* [Zu lesender Auszug]:
• • • •
Leitsatz (amtlich)
1. Wird der gesetzliche Zugewinnausgleichsanspruch durch eine Auseinandersetzungsvereinbarung konkretisiert, handelt es sich um einen (gegebenenfalls nach § 133 Abs. 4 InsO anfechtbaren) entgeltlichen Vertrag, wenn die Vereinbarung sich darauf beschränkt, den ohnehin gesetzlich geschuldeten Ausgleichsbetrag festzulegen. Wird in der Auseinandersetzungsvereinbarung hingegen eine den gesetzlichen Ausgleichsanspruch übersteigende Geld- oder sonstige Forderung begründet, kommt - jedenfalls hinsichtlich des Differenzbetrags - (zusätzlich) eine Anfechtung nach § 134 InsO in Betracht.
2. Bei einer den Wert der erbrachten bzw. zu erbringenden Gegenleistung übersteigenden Leistung des Schuldners hängt die Frage der teilweisen Unentgeltlichkeit davon ab, ob die Werte in einem groben Missverhältnis zueinander stehen und die Ehegatten den ihnen zustehenden Bewertungsspielraum bei der Auseinandersetzung missbräuchlich überschritten haben. Ob der Bewertungsspielraum überschritten ist, ergibt sich unter objektiven Gesichtspunkten.
3. In einem auf § 134 Abs. 1 InsO gestützten Anfechtungsprozess obliegt dem Insolvenzverwalter die Darlegungs- und Beweislast für das Vorliegen einer unentgeltlichen Leistung des Schuldners. Sind dabei Umstände aus dem Bereich des Anfechtungsgegners relevant, trifft diesen eine sekundäre Darlegungslast.
4. Beruft sich der Anfechtungsgegner darauf, beide Teile seien von einem gleichwertigen Leistungsaustausch ausgegangen, muss der Insolvenzverwalter (nur) die von dem Anfechtungsgegner substantiiert dargelegten Umstände auszuräumen, die eine solche Annahme der Vertragsparteien erlauben.
Normenkette
InsO § 134
Verfahrensgang
LG Kleve (Aktenzeichen 4 O 342/21) |
Tenor
Auf die sofortige Beschwerde der Antragstellerin wird der ihr Prozesskostenhilfegesuch zurückweisende Beschluss der 4. Zivilkammer des Landgerichts Kleve vom 10.05.2022 (4 O 342/21) in der Fassung des Nichtabhilfebeschlusses v. 24.05.2022 abgeändert.
• • • •
Einträge des Datensatzes:
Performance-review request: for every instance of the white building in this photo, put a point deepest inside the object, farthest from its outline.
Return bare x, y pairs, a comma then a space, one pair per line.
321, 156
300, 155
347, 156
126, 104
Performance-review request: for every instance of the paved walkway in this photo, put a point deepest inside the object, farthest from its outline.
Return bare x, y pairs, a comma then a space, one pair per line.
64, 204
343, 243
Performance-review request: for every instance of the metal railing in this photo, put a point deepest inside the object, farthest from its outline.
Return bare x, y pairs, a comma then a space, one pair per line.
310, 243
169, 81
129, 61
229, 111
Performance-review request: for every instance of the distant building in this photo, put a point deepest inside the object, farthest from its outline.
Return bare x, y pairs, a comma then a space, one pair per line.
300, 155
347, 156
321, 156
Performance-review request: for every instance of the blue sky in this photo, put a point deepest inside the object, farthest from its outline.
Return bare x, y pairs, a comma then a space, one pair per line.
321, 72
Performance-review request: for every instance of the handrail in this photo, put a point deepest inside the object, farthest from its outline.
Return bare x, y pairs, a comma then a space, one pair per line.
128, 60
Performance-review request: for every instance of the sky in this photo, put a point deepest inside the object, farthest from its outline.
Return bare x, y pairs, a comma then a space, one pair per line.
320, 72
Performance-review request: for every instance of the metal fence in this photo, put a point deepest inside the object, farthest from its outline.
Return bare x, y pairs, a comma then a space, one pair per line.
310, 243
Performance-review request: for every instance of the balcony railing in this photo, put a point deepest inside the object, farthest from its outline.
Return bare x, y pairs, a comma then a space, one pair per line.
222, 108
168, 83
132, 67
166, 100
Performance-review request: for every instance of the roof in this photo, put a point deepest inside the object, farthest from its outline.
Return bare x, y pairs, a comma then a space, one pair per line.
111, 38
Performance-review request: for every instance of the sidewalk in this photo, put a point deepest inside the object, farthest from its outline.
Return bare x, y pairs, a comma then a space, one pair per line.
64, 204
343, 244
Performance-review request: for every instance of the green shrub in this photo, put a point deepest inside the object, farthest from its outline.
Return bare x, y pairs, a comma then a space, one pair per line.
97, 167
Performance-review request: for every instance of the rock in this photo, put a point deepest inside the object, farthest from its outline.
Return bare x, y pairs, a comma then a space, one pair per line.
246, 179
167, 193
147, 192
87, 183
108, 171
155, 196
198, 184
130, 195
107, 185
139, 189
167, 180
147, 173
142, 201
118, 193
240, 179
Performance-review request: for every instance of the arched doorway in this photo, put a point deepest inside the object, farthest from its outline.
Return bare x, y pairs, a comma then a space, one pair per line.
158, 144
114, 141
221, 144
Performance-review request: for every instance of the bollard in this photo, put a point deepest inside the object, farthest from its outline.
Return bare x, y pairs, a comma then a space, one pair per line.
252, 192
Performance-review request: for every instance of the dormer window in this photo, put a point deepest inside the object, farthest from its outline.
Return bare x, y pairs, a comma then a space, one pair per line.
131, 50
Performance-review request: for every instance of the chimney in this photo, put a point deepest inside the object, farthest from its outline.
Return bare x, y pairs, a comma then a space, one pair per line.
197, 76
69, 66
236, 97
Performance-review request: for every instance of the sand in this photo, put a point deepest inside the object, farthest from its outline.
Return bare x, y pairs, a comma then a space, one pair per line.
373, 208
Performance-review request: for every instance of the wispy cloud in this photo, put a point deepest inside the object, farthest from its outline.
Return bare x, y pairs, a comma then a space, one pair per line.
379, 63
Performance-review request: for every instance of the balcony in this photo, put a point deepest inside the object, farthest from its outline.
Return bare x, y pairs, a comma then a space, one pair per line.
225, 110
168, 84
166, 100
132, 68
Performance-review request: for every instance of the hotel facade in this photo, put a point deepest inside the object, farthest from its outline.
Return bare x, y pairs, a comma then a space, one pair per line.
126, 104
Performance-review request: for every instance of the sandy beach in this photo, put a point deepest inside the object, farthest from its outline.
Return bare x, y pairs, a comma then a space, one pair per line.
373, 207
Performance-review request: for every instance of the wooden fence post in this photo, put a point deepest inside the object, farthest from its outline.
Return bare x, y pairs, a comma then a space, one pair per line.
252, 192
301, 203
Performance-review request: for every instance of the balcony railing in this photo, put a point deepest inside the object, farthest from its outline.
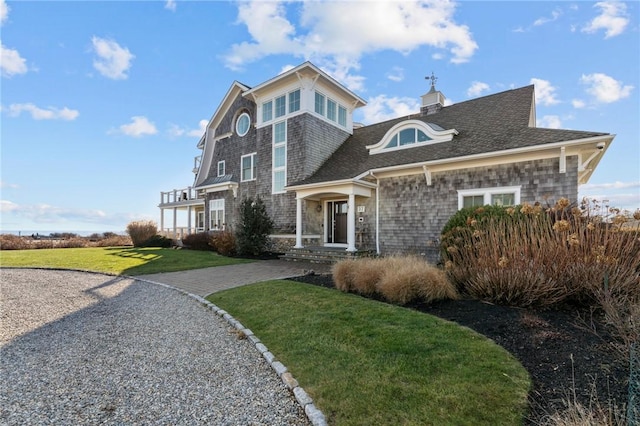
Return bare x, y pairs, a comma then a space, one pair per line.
178, 195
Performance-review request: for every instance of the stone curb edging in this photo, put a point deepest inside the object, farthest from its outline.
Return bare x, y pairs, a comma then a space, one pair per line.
315, 416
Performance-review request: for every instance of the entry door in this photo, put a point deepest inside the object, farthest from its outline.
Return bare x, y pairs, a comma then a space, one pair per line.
337, 220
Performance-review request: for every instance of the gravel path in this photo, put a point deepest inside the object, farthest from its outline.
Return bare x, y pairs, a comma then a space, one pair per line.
79, 348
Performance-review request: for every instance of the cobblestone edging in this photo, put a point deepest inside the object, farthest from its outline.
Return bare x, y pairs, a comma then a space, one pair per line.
315, 416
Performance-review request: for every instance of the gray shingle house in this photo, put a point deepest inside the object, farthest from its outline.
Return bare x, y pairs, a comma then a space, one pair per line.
388, 187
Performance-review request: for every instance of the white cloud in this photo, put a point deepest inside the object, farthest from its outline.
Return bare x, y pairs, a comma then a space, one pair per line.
605, 89
477, 88
177, 131
544, 20
578, 103
8, 206
37, 113
544, 92
550, 122
11, 63
139, 126
381, 108
4, 185
396, 74
4, 12
622, 195
612, 185
328, 34
113, 61
613, 19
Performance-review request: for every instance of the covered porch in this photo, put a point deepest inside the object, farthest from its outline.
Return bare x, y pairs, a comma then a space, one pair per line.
185, 210
343, 212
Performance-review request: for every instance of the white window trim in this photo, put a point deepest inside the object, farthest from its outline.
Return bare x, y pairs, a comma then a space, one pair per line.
273, 158
437, 136
244, 114
216, 211
253, 166
325, 115
488, 192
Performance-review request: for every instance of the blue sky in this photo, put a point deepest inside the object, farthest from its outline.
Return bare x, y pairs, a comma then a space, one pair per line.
103, 103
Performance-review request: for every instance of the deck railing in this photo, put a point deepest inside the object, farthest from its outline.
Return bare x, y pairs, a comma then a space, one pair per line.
178, 195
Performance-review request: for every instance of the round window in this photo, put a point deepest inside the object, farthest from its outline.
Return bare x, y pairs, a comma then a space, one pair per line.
243, 123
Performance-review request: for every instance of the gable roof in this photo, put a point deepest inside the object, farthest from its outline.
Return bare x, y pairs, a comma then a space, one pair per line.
494, 123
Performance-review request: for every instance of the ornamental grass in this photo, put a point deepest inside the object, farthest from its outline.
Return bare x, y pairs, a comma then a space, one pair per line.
398, 280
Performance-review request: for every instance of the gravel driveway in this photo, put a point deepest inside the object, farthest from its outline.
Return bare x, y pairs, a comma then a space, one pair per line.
80, 348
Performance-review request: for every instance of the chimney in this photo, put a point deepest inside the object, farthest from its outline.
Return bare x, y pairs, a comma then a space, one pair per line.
433, 101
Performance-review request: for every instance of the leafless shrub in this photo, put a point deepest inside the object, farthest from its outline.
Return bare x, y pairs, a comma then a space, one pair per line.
141, 231
536, 257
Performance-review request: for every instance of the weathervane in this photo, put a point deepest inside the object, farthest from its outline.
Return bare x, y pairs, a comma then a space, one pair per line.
433, 79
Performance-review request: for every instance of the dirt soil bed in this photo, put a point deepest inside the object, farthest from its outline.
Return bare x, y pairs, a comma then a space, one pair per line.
564, 350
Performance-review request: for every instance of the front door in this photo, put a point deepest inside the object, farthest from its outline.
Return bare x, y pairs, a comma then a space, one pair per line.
337, 222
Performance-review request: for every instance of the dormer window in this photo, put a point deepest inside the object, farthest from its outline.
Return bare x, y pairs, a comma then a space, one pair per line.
411, 133
407, 137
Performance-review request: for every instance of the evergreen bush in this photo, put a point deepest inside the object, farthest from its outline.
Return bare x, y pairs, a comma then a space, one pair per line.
254, 227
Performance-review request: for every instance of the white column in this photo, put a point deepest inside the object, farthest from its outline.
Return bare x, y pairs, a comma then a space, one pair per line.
188, 220
175, 222
351, 223
298, 223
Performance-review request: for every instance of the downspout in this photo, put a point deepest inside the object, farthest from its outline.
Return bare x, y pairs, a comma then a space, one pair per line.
377, 213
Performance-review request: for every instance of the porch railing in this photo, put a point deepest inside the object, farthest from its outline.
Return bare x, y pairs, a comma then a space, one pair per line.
178, 195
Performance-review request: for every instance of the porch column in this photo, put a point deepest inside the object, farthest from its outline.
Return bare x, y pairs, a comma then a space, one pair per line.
351, 223
175, 222
188, 220
298, 223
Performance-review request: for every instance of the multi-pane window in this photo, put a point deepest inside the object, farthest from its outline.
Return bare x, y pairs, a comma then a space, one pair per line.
407, 137
249, 167
281, 106
472, 201
294, 101
503, 199
330, 109
279, 156
216, 214
342, 116
267, 111
498, 196
319, 108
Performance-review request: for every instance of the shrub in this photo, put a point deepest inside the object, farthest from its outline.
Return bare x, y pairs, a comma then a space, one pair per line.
13, 242
224, 242
397, 279
199, 241
530, 256
157, 241
141, 231
254, 227
342, 275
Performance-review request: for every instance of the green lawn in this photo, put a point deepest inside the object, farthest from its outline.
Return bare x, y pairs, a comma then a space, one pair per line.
370, 363
116, 260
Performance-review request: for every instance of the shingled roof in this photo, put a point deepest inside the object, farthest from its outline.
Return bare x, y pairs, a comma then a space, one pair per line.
492, 123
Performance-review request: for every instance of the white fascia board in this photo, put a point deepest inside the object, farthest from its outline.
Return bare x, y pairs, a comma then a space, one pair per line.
525, 152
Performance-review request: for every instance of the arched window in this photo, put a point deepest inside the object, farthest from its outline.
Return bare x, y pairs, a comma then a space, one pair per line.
411, 133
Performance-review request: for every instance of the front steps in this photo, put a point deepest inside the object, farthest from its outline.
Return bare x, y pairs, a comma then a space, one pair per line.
326, 255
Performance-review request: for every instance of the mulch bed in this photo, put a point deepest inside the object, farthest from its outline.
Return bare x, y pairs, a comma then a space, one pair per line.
566, 350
• • • •
* [Anhand der Angaben]:
a – Schreiben Sie aus dem Auszug zum Zugewinnausgleich den Abschnitt ab, der mit den Worten „3. In einem“ beginnt und mit „eine sekundäre Darlegungslast.“ endet.
b – Beantworten Sie anhand des Auszugs zum Zugewinnausgleich:
(i) Welche Zivilkammer welches Landgerichts hat den abgeänderten Beschluss erlassen?
(ii) Wem obliegt in einem auf § 134 Abs. 1 InsO gestützten Anfechtungsprozess die Darlegungs- und Beweislast für das Vorliegen einer unentgeltlichen Leistung des Schuldners?
(iii) Von welchem Datum ist der Nichtabhilfebeschluss?

* [Gelöste Aufgaben]:
a –
3. In einem auf § 134 Abs. 1 InsO gestützten Anfechtungsprozess obliegt dem Insolvenzverwalter die Darlegungs- und Beweislast für das Vorliegen einer unentgeltlichen Leistung des Schuldners. Sind dabei Umstände aus dem Bereich des Anfechtungsgegners relevant, trifft diesen eine sekundäre Darlegungslast.

b –
(i) Die 4. Zivilkammer des Landgerichts Kleve
(ii) Dem Insolvenzverwalter
(iii) Vom 24.05.2022